TEXTE SOURCE -
↓↓↓

Bon allez, soufflons cette bougie qui a un peu trop dormi !

lundi 18 mars 2013

CIE : on est au courant de votre survie...


On se croyait autosuffisant en matière d'électricité. Au point même de s'imaginer qu'on en distribuait tout autour de nous... Mais on était visiblement mal informés. 
Les coupures intempestives d'électricité - sur fond de cris stridents et agaçants de stabilisateur - font désormais partie de notre quotidien. Bonjour les pannes d'appareils - dont on sait justement que l'acquisition coûte aujourd'hui presque les yeux et leurs orbites. Et cela encore c'est si on a la chance que le retour - généralement en force - de l'électricité ne nous crée un joli petit court-circuit pour nous donner d'assister à l'agréable spectacle de notre patrimoine en train de partir en fumée. Mais la perte de biens matériels n'est sans doute que peu de chose à côté des galères physiques que l'on peut endurer : j'ai nommé les montées de chaleur et leur avalanche de dégâts cutanés, surtout pour les enfants - oh! les pauvres chéris -, suite aux coupures nocturnes. Bien plus, il faut prier pour ne pas que, au moment où l'électricité prend congé, votre vie - ou celle de l'un des vôtres - ne dépende de quelque appareil médical en marche.

↑↑↑

CONSIGNE 1 - Recopiez le passage du texte sur les coupures d'électricité en commençant à « Bon allez, soufflons » et en terminant à « visiblement mal informés. ».
CONSIGNE 2 -
Répondez à ces questions d'après le texte sur les coupures d'électricité :
(a) Quelle date figure en tête du billet ?
(b) Quel appareil pousse des cris stridents et agaçants lors des coupures ?
(c) Qui souffre surtout des dégâts cutanés causés par les montées de chaleur ?
CONSIGNE 3 - Comment se poursuit le texte sur les coupures d'électricité ? Rédigez la suite après sa dernière phrase.

ENSEMBLE DE LIGNES -
↓↓↓

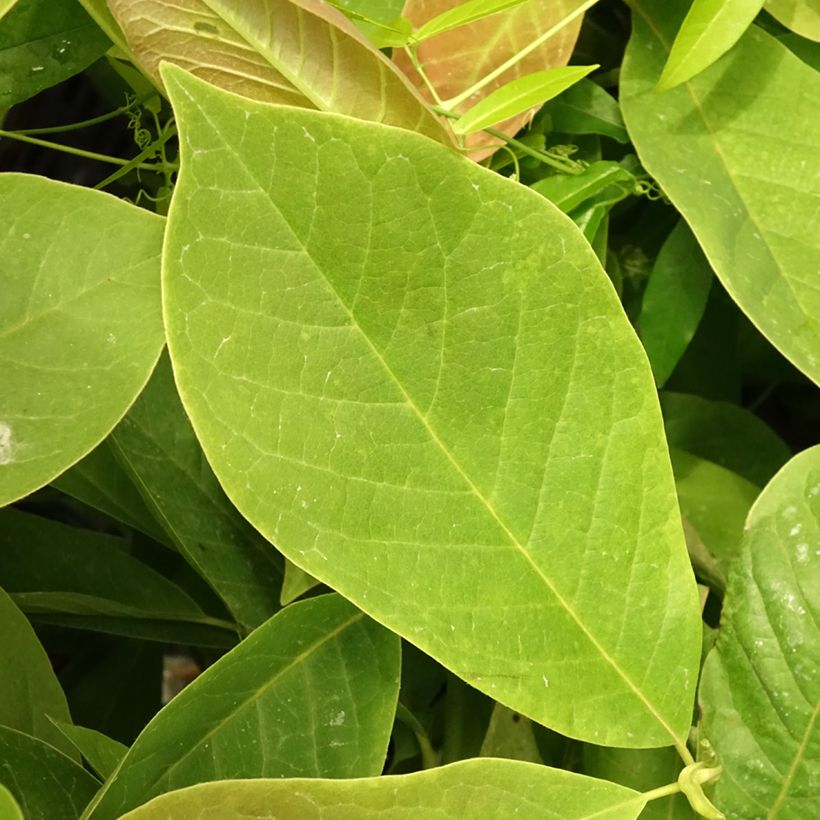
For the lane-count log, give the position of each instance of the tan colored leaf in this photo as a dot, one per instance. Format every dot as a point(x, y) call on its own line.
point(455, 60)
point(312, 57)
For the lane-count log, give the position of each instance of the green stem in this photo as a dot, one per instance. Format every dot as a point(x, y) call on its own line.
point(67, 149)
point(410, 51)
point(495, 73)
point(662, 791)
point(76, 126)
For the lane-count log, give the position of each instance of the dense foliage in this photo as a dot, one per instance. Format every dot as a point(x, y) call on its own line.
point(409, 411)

↑↑↑
↓↓↓

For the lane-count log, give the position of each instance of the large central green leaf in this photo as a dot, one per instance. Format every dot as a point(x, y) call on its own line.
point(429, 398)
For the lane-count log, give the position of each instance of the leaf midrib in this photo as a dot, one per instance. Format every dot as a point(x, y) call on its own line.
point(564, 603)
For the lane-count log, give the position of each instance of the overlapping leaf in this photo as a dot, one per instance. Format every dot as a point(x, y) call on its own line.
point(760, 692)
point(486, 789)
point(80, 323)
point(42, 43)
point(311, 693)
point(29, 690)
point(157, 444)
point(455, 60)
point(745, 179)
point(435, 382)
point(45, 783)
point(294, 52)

↑↑↑

RÉPONSE 1 -
Bon allez, soufflons cette bougie qui a un peu trop dormi !

lundi 18 mars 2013

CIE : on est au courant de votre survie...


On se croyait autosuffisant en matière d'électricité. Au point même de s'imaginer qu'on en distribuait tout autour de nous... Mais on était visiblement mal informés.

RÉPONSE 2 -
(a) Lundi 18 mars 2013.
(b) Le stabilisateur.
(c) Les enfants.

RÉPONSE 3 -
Le constat est donc des plus amers aujourd'hui. 2013 ! Alors que nous sommes engagés sur la pente de l'émergence, l'obscurité nous rattrape. Plus de différence aujourd'hui entre ceux qui ont un compteur électrique et ceux qui n'en disposent pas. C'est vrai que déjà, il y a quelques années, nous avions tous déploré la vague de délestage subie par le réseau électrique national. A l'époque on avait même réclamé des têtes, tellement la population supportait mal de vivre en ce 3è millénaire une vie précoloniale. Et alors qu'on croyait tous ces désagréments derrière nous, bis repetita... (Paragraphe spécialement dédié aux pro X et pro Y qui pensent que les erreurs de parcours n'arrivent qu'aux autres, en oubliant curieusement qu'à la fin nous souffrons tous.)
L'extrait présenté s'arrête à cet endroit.